# ASSIGNMENT
Give the data again in its entirety, exactly as provided.

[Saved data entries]
• • • • • • •

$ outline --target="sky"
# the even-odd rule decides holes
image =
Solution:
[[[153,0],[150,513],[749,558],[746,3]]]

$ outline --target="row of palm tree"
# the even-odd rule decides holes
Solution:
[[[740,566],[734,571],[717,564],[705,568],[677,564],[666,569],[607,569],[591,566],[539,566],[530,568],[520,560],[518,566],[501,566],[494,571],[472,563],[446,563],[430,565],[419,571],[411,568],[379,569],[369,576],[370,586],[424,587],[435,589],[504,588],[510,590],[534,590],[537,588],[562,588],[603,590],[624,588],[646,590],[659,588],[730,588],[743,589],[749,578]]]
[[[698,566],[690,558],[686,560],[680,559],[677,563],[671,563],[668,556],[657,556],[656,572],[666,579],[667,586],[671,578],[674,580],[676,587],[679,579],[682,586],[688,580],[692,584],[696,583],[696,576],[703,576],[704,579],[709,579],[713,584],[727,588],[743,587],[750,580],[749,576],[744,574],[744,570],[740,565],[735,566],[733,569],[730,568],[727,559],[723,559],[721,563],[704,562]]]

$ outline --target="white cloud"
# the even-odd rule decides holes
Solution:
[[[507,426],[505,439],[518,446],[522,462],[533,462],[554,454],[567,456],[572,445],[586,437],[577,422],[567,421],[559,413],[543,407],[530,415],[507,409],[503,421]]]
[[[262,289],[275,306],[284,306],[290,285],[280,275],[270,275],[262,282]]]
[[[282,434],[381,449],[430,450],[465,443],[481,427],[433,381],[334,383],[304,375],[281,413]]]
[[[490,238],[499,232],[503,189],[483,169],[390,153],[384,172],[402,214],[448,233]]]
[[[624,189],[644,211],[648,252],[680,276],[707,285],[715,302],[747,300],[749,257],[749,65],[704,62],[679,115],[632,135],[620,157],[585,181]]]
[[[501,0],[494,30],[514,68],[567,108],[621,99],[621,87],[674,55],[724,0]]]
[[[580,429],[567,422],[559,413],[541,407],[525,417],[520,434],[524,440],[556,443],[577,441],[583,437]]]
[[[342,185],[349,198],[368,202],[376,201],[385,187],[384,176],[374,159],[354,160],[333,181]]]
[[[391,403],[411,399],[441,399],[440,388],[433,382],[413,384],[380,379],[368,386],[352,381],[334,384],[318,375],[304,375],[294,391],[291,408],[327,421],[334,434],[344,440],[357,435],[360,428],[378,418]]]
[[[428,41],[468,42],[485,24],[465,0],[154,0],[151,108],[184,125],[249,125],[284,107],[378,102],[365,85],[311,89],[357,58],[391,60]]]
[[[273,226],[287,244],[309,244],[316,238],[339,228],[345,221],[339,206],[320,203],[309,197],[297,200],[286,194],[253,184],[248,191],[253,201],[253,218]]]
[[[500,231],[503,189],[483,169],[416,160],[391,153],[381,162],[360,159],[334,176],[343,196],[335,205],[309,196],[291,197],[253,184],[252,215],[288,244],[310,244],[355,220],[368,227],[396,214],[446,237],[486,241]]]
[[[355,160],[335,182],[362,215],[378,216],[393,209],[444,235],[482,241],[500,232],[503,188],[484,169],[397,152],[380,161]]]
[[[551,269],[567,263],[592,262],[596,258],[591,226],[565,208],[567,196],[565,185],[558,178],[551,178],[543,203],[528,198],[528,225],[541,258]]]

• • • • • • •

# RESPONSE TO THE EXERCISE
$ outline --target="sky"
# the even-odd rule decides holes
image =
Solution:
[[[153,0],[150,513],[749,558],[746,3]]]

$ outline --target="row of palm tree"
# the even-odd rule decides holes
Solution:
[[[740,566],[734,571],[717,564],[705,568],[677,564],[666,569],[607,569],[591,566],[539,566],[530,568],[520,560],[518,566],[501,566],[494,571],[472,563],[446,563],[430,565],[419,571],[411,568],[379,569],[369,576],[370,586],[424,587],[435,589],[504,588],[510,590],[534,590],[537,588],[562,588],[603,590],[624,588],[646,590],[659,588],[730,588],[743,589],[749,578]]]
[[[698,566],[690,558],[686,560],[680,559],[677,563],[671,563],[668,556],[657,556],[656,572],[666,579],[667,586],[671,578],[674,580],[676,587],[679,579],[682,586],[688,580],[692,584],[696,583],[696,576],[703,576],[704,579],[709,579],[713,584],[727,588],[743,587],[750,580],[749,576],[744,574],[744,570],[740,565],[735,566],[733,569],[730,568],[727,559],[723,559],[721,563],[704,562]]]

$ outline --target="white cloud"
# the even-odd rule decides holes
Solution:
[[[507,426],[505,439],[518,446],[522,462],[533,462],[554,454],[567,456],[572,445],[586,437],[577,422],[567,421],[559,413],[543,407],[530,415],[507,409],[503,421]]]
[[[262,289],[275,306],[284,306],[290,285],[280,275],[270,275],[262,282]]]
[[[282,434],[381,449],[430,450],[465,443],[481,427],[433,381],[334,383],[304,375],[281,413]]]
[[[490,238],[499,232],[503,189],[483,169],[390,153],[384,172],[402,214],[448,233]]]
[[[624,189],[644,211],[648,252],[680,276],[707,285],[715,302],[747,300],[749,257],[749,65],[704,62],[679,115],[632,135],[620,157],[585,181]]]
[[[501,0],[494,30],[514,68],[567,108],[621,99],[621,87],[674,55],[724,0]]]
[[[580,429],[567,422],[559,413],[541,407],[525,417],[520,434],[524,440],[556,443],[577,441],[583,437]]]
[[[342,185],[349,198],[368,202],[376,201],[385,187],[384,176],[374,159],[354,160],[333,181]]]
[[[391,403],[411,399],[441,399],[440,388],[433,382],[413,384],[380,379],[368,386],[352,381],[334,384],[318,375],[304,375],[294,391],[291,408],[327,421],[334,434],[344,440],[357,435],[360,428],[378,418]]]
[[[428,41],[468,42],[485,24],[465,0],[154,0],[151,108],[184,125],[249,125],[284,107],[378,102],[365,85],[311,89],[357,58],[391,60]]]
[[[273,226],[287,244],[309,244],[316,238],[339,228],[345,221],[339,206],[320,203],[309,197],[297,200],[286,194],[253,184],[248,191],[253,201],[253,218]]]
[[[500,231],[503,189],[483,169],[416,160],[391,153],[381,162],[360,159],[334,176],[343,196],[335,205],[309,196],[291,197],[253,184],[252,215],[288,244],[310,244],[355,220],[368,227],[396,214],[446,237],[486,241]]]
[[[355,160],[335,182],[362,215],[378,216],[393,209],[444,235],[482,241],[500,232],[503,188],[484,169],[397,152],[380,161]]]
[[[551,269],[567,263],[592,262],[596,258],[591,226],[565,208],[567,196],[565,185],[558,178],[551,178],[543,203],[528,198],[528,225],[541,258]]]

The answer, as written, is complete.